Objetivo declarado:
Troque "compatriotas" por "conterrâneos" e reescreva o trecho do texto sobre Vieira, começando em "NA VOZ DA CRÍTICA" e indo até "das suas obras.".

NA VOZ DA CRÍTICA
FRANCISCO A.
      LOBO 
1. MONUMENTO ADMIRÁVEL DA LINGUAGEM
Se, por um extravio (muito para lastimar!), Vieira não deixou aos seus compatriotas um brazão mais honrado da oratória cristã, deixou-lhes sempre, além dos primorosos exemplos de cartas e opúsculos pragmáticos, um monumento admirável da própria linguagem no corpo completo das suas obras.
                        Se 
      o uso da nossa língua se perder, e com ele por acaso acabarem todos 
      os
                              nossos 
      escritos, que não são Os Lusíadas 
      e as obras de Vieira; o português,                         quer 
      no estilo de prosa, quer no poético ainda viverá na sua perfeita 
      índole nativa, 
                              
      na sua riquíssima cópia e louçania.

Linhas do conjunto de dados:
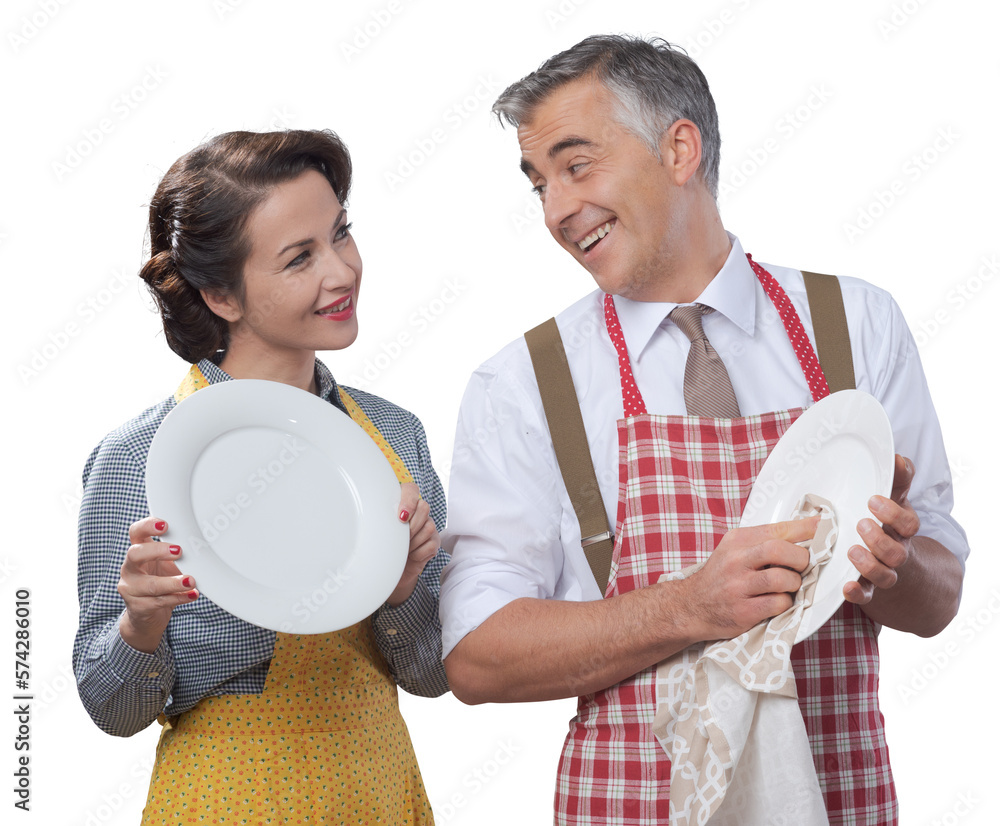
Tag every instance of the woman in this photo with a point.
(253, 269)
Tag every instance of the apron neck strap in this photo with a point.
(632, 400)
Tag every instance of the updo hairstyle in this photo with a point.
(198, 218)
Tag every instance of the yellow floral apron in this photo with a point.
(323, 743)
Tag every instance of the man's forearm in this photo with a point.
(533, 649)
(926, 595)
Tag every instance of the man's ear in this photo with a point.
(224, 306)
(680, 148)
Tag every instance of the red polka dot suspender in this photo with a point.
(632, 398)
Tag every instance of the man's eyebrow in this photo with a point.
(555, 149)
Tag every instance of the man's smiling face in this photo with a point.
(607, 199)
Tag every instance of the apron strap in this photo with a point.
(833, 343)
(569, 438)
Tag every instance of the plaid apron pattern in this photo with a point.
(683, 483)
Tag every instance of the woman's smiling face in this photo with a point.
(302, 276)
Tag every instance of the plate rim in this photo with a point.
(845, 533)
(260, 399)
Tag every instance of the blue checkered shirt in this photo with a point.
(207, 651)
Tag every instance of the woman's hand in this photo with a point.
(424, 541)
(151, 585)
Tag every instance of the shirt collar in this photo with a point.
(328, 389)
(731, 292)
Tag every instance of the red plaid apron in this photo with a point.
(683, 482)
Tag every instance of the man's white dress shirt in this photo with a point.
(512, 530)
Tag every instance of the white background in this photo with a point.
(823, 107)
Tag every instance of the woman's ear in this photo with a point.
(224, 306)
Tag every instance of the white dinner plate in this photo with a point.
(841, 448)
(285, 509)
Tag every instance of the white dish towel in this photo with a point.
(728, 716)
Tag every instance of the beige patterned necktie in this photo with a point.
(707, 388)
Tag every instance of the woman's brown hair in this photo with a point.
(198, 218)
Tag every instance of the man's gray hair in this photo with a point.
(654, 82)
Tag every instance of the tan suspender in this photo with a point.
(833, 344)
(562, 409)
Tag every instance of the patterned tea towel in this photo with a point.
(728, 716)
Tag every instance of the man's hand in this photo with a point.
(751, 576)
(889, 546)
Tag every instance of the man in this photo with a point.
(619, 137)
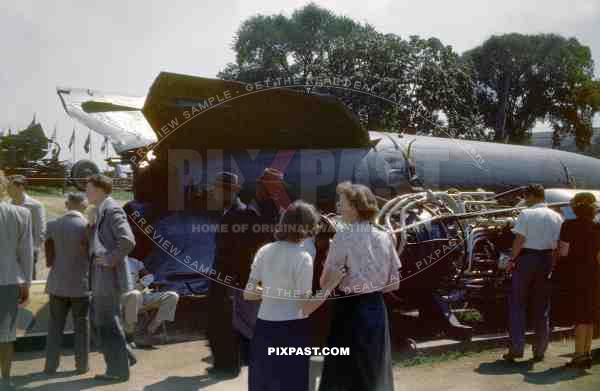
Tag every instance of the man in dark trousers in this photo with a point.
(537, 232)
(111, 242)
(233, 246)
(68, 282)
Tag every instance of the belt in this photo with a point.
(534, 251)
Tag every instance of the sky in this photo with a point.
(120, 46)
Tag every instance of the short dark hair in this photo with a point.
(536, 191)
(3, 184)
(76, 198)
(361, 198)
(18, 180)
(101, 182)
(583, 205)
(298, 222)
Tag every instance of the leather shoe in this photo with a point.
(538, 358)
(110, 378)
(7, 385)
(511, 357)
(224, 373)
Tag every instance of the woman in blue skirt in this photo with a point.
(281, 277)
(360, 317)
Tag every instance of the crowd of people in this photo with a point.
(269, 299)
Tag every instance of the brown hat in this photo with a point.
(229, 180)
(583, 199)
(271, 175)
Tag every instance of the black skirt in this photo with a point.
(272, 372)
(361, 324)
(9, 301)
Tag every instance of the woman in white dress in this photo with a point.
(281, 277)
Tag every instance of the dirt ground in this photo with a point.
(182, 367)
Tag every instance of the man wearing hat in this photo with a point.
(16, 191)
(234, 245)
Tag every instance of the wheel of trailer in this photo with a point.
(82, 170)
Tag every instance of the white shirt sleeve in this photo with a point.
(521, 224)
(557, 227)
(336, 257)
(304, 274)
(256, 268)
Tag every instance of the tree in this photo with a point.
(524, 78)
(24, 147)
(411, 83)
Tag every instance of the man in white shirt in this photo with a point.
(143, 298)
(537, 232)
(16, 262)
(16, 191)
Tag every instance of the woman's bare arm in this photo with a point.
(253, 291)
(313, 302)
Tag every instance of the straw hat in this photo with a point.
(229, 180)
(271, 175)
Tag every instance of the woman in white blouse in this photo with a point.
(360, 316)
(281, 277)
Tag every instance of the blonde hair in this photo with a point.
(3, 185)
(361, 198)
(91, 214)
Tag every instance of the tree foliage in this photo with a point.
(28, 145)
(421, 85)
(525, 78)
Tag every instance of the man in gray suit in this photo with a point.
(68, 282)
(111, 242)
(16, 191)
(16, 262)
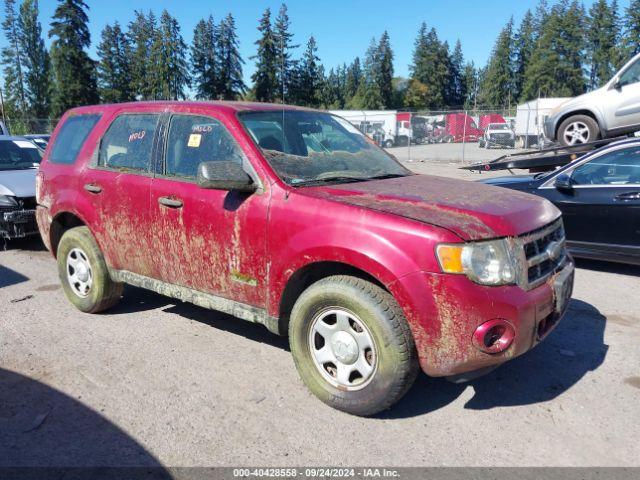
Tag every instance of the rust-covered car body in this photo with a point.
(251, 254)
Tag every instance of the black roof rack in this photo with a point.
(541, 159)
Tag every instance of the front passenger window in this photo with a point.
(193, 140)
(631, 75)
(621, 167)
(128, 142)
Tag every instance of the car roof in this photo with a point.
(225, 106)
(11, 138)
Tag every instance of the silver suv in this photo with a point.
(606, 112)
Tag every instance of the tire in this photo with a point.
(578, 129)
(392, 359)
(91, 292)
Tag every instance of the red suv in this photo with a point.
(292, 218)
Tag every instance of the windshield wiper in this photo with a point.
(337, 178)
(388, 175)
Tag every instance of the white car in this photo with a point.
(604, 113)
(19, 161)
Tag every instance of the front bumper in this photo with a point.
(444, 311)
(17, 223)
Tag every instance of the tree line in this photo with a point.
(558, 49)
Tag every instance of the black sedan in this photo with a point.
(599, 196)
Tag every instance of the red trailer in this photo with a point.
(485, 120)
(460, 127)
---
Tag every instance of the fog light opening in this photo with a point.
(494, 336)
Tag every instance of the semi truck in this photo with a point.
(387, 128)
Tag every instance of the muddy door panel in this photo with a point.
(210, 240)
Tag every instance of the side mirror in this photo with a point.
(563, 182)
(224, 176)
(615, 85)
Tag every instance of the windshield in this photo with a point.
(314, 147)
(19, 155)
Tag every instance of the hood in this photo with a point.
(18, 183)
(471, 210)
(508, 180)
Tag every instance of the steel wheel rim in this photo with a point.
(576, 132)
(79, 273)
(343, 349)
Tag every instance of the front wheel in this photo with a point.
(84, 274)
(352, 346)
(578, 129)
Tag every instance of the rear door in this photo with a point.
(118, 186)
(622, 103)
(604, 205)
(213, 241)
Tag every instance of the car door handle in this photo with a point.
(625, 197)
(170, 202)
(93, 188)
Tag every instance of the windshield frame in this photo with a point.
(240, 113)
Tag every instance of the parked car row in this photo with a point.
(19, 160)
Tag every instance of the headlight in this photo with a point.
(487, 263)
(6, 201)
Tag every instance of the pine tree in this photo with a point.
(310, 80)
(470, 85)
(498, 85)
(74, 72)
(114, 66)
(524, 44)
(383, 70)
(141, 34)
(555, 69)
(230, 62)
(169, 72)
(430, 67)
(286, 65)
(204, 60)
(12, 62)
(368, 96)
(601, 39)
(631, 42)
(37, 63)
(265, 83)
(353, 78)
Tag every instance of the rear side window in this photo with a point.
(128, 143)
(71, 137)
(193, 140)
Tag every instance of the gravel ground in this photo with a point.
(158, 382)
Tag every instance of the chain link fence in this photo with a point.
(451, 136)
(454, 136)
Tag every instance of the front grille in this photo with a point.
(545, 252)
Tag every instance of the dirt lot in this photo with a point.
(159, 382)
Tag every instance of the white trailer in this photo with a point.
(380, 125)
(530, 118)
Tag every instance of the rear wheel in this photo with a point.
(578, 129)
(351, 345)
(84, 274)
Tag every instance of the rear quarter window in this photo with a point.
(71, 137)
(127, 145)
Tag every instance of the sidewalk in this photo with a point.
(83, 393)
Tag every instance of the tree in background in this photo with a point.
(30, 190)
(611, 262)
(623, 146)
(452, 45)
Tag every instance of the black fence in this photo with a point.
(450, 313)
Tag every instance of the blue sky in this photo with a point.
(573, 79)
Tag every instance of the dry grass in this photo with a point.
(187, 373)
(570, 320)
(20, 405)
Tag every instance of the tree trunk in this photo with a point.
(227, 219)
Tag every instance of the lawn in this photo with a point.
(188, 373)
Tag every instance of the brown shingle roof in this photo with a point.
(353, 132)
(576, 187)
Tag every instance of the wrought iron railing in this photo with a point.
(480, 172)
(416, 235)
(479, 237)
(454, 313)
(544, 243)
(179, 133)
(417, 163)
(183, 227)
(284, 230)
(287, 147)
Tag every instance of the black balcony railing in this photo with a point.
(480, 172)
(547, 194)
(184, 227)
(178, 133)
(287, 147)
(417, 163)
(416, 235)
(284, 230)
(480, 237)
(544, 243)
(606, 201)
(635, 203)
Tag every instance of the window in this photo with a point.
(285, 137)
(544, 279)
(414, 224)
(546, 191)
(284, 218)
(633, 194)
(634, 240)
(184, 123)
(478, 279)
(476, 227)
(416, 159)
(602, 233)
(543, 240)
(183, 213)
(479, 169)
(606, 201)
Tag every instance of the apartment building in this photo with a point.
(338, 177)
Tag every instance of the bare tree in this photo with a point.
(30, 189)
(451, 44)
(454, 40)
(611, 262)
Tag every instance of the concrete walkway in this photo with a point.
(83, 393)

Resultado da tarefa:
NA VOZ DA CRÍTICA
FRANCISCO A.
      LOBO 
1. MONUMENTO ADMIRÁVEL DA LINGUAGEM
Se, por um extravio (muito para lastimar!), Vieira não deixou aos seus conterrâneos um brazão mais honrado da oratória cristã, deixou-lhes sempre, além dos primorosos exemplos de cartas e opúsculos pragmáticos, um monumento admirável da própria linguagem no corpo completo das suas obras.